Task to carry out
Locate each line of the data below that contains the word "picture" and copy those lines.

Records for this exercise
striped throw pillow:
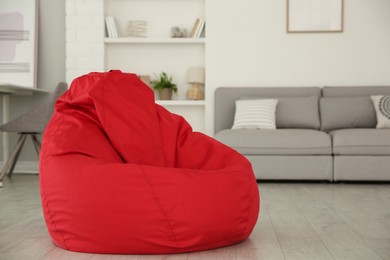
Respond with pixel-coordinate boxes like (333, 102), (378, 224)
(371, 95), (390, 128)
(232, 99), (278, 129)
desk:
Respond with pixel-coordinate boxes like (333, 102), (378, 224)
(0, 83), (50, 187)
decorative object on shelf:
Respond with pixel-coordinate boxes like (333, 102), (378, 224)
(152, 72), (177, 100)
(171, 26), (188, 38)
(287, 0), (344, 33)
(187, 67), (205, 100)
(106, 16), (118, 38)
(190, 18), (205, 38)
(127, 20), (148, 38)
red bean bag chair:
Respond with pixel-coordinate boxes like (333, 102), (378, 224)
(40, 71), (259, 254)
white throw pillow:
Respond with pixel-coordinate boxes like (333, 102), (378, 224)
(232, 99), (278, 129)
(371, 96), (390, 128)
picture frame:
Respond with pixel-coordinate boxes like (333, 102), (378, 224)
(0, 0), (39, 88)
(286, 0), (344, 33)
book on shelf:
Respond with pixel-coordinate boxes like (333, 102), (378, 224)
(190, 18), (205, 38)
(106, 16), (118, 38)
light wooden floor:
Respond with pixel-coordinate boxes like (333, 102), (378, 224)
(0, 175), (390, 260)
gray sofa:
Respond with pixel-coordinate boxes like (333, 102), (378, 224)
(215, 87), (390, 181)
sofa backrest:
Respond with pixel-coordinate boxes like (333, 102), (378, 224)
(214, 87), (321, 133)
(320, 86), (390, 131)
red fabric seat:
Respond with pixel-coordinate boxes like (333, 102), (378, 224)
(40, 71), (259, 254)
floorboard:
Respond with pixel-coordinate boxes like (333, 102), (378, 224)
(0, 175), (390, 260)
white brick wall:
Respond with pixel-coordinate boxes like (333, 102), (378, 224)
(66, 0), (105, 83)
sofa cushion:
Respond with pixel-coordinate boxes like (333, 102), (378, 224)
(215, 129), (332, 155)
(240, 96), (320, 129)
(329, 129), (390, 155)
(371, 95), (390, 128)
(320, 96), (376, 131)
(232, 99), (278, 129)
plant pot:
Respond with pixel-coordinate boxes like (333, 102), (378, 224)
(158, 88), (172, 100)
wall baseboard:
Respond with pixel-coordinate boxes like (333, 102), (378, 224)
(1, 161), (39, 174)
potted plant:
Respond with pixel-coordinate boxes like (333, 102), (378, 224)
(152, 72), (177, 100)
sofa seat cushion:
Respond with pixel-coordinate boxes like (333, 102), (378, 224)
(215, 129), (332, 155)
(329, 129), (390, 155)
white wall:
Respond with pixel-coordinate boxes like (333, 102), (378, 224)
(206, 0), (390, 134)
(0, 0), (65, 171)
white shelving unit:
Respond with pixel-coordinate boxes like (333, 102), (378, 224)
(104, 37), (206, 44)
(104, 0), (206, 132)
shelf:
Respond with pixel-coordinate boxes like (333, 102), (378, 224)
(104, 37), (206, 44)
(156, 100), (206, 106)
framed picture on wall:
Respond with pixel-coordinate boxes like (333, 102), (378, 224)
(287, 0), (344, 33)
(0, 0), (38, 88)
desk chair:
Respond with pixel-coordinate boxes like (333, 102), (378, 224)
(0, 82), (68, 184)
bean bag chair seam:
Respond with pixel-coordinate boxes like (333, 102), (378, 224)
(41, 169), (69, 250)
(40, 73), (260, 254)
(140, 165), (180, 247)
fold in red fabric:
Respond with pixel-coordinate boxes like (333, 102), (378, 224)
(40, 71), (259, 254)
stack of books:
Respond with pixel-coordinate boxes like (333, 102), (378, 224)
(190, 18), (205, 38)
(106, 16), (118, 38)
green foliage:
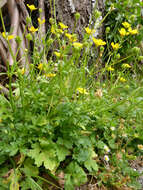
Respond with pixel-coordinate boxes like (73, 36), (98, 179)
(0, 1), (143, 190)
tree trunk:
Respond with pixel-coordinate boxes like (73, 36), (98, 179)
(45, 0), (105, 36)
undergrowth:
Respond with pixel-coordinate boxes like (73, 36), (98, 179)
(0, 0), (143, 190)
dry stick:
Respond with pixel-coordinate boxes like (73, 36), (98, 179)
(39, 0), (46, 36)
(15, 0), (30, 27)
(0, 41), (7, 66)
(0, 36), (8, 50)
(18, 25), (29, 74)
(38, 0), (47, 62)
(7, 0), (19, 66)
(0, 64), (7, 72)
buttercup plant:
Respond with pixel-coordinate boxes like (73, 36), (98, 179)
(0, 1), (143, 190)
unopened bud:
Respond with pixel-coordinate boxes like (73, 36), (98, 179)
(74, 12), (80, 20)
(132, 47), (140, 54)
(106, 27), (110, 34)
(26, 34), (33, 41)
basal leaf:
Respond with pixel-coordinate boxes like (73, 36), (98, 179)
(84, 160), (98, 172)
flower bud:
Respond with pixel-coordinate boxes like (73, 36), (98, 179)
(49, 18), (54, 24)
(116, 53), (121, 59)
(132, 47), (140, 54)
(26, 17), (31, 24)
(74, 12), (80, 20)
(100, 46), (104, 52)
(138, 56), (143, 61)
(26, 34), (33, 41)
(106, 26), (110, 34)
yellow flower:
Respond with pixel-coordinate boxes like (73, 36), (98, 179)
(7, 35), (14, 40)
(95, 89), (103, 98)
(51, 25), (56, 34)
(38, 18), (45, 25)
(119, 28), (127, 36)
(2, 32), (14, 40)
(85, 27), (96, 34)
(45, 73), (56, 78)
(129, 28), (138, 35)
(104, 145), (110, 152)
(76, 88), (88, 94)
(122, 63), (131, 68)
(138, 144), (143, 150)
(21, 67), (25, 75)
(59, 22), (68, 29)
(119, 77), (126, 82)
(122, 22), (131, 28)
(104, 155), (109, 162)
(27, 4), (37, 11)
(111, 42), (120, 50)
(73, 42), (83, 48)
(107, 66), (115, 71)
(29, 26), (38, 33)
(38, 63), (44, 71)
(92, 38), (106, 47)
(2, 32), (6, 38)
(56, 29), (63, 34)
(65, 33), (77, 42)
(54, 51), (61, 57)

Solution to the exercise
picture frame:
framed picture on wall:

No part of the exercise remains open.